WORK ORDER: Throughout the records below, find each line holding "crumb" and copy it.

SUPPLIED ENTRIES:

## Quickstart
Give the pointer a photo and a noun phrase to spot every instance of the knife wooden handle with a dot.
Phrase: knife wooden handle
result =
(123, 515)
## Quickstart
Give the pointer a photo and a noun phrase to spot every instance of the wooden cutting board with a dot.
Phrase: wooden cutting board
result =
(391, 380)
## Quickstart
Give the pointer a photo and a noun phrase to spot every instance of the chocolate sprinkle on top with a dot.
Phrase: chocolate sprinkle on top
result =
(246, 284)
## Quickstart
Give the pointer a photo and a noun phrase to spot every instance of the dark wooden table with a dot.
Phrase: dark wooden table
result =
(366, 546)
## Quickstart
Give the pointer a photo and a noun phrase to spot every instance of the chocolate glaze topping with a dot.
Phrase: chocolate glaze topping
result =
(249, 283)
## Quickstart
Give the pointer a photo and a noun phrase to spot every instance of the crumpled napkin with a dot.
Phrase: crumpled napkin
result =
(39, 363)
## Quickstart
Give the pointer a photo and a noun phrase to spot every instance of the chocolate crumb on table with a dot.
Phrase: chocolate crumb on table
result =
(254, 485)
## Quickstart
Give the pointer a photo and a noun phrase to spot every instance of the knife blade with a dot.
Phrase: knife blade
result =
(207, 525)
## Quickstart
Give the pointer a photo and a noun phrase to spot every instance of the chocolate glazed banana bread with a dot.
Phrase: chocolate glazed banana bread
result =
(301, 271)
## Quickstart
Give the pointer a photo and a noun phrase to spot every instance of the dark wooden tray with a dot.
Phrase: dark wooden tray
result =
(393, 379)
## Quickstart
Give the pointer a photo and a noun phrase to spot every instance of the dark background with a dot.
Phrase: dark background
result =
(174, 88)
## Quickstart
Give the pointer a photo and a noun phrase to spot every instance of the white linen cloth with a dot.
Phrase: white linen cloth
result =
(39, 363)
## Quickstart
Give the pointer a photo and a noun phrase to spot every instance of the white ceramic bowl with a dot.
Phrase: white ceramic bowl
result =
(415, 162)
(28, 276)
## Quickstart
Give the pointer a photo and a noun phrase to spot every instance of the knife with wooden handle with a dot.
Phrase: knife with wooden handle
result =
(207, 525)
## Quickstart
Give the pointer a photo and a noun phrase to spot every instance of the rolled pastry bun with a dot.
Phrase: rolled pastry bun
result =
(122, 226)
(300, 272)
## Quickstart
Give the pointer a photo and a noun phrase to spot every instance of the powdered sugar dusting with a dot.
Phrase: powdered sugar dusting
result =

RESULT:
Give the pointer a photo and a noun phrase to spot every instance of the chocolate crumb on table with a dot.
Phrase: chocolate crumb on table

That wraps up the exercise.